▶ _Written exercise_
Reproduce the listing below exactly, minus its pictures.
+---+
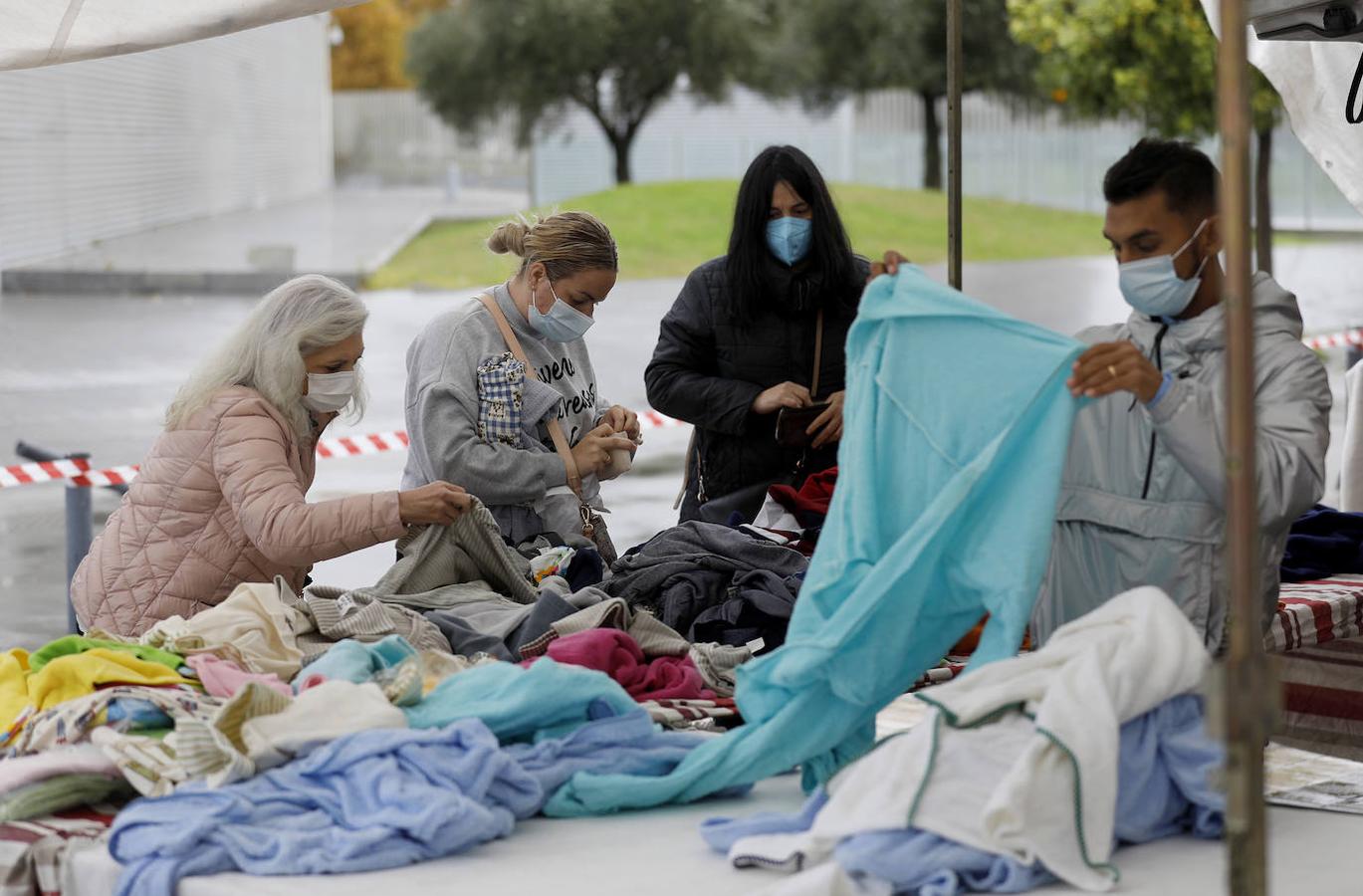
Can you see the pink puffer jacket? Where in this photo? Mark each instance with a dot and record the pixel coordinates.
(217, 504)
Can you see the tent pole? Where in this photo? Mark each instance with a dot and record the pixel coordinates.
(953, 142)
(1248, 675)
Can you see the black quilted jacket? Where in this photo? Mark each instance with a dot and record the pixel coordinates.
(708, 368)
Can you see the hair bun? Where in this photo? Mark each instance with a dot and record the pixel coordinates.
(510, 238)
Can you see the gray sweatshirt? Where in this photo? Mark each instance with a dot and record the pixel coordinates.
(442, 413)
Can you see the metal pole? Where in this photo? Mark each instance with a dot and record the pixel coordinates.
(1248, 677)
(953, 142)
(80, 535)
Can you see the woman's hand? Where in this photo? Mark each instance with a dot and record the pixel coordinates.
(889, 266)
(593, 452)
(827, 424)
(784, 395)
(438, 502)
(621, 420)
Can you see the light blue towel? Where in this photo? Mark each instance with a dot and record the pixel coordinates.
(376, 799)
(369, 800)
(957, 423)
(546, 700)
(354, 662)
(628, 745)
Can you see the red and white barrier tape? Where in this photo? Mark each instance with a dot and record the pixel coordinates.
(112, 476)
(351, 445)
(44, 472)
(1336, 339)
(80, 472)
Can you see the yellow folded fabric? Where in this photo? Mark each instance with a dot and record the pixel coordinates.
(14, 686)
(70, 677)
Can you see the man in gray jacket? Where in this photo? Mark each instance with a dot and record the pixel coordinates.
(1142, 500)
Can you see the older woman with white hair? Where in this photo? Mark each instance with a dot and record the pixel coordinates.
(220, 500)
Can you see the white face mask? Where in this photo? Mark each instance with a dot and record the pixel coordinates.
(330, 393)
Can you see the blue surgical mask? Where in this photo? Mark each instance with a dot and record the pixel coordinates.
+---+
▶ _Finished answer_
Can you see the pink puffer jacket? Where in this photo? Mark each instance with a dot and record the pixel coordinates.
(217, 504)
Can you see the tent pole? Where in this photo? Mark each instance with a dot and record the pixel coordinates.
(953, 142)
(1248, 675)
Can you see the black quilted jacket? Where in this photo? Mark each instance with a dot and record the pixel coordinates.
(708, 368)
Can you see the hair bun? Where in this photo? Mark each instance with a dot and record the pixel coordinates.
(510, 238)
Can you see the gray sweatshirt? Where in this photo? Mark each instance with a dot and record the pixel coordinates.
(442, 413)
Can you see the metal pole? Where in this photo? Mark each instance with a dot and record the pixel coordinates.
(1248, 677)
(953, 142)
(80, 535)
Can you see the woman's hand? Where in this photo? Mark each instance with a dot and record the pixel coordinates.
(889, 266)
(593, 452)
(827, 424)
(784, 395)
(438, 502)
(621, 420)
Can you see the light blue towel? Where in this photo? Mark each instance with a dot and record the pixel coordinates.
(376, 799)
(369, 800)
(957, 423)
(546, 700)
(354, 662)
(628, 745)
Can you see the red and white barrier tape? Where in this photo? Mark each instance with a dot and record the pixel coordinates.
(112, 476)
(351, 445)
(44, 472)
(1336, 339)
(80, 472)
Can you see the yellow folded fabric? Where in this photo? Mark each instance with a dot and record the pixel coordinates.
(14, 686)
(70, 677)
Can you see the man in gray jacket? Where in this photo? Mark each instance with a dot and record the pixel coordinates.
(1142, 500)
Can you see the older woman with white hair? Where in this photo? Mark each instance with a dot and record the pixel coordinates.
(220, 500)
Can you see the white face mask? Where in this photo? Mark each instance with a dot and record the pixel coordinates.
(330, 393)
Can you see the blue surgical mask? Where in this photo? Mark each instance with a dot and record the pixel coordinates.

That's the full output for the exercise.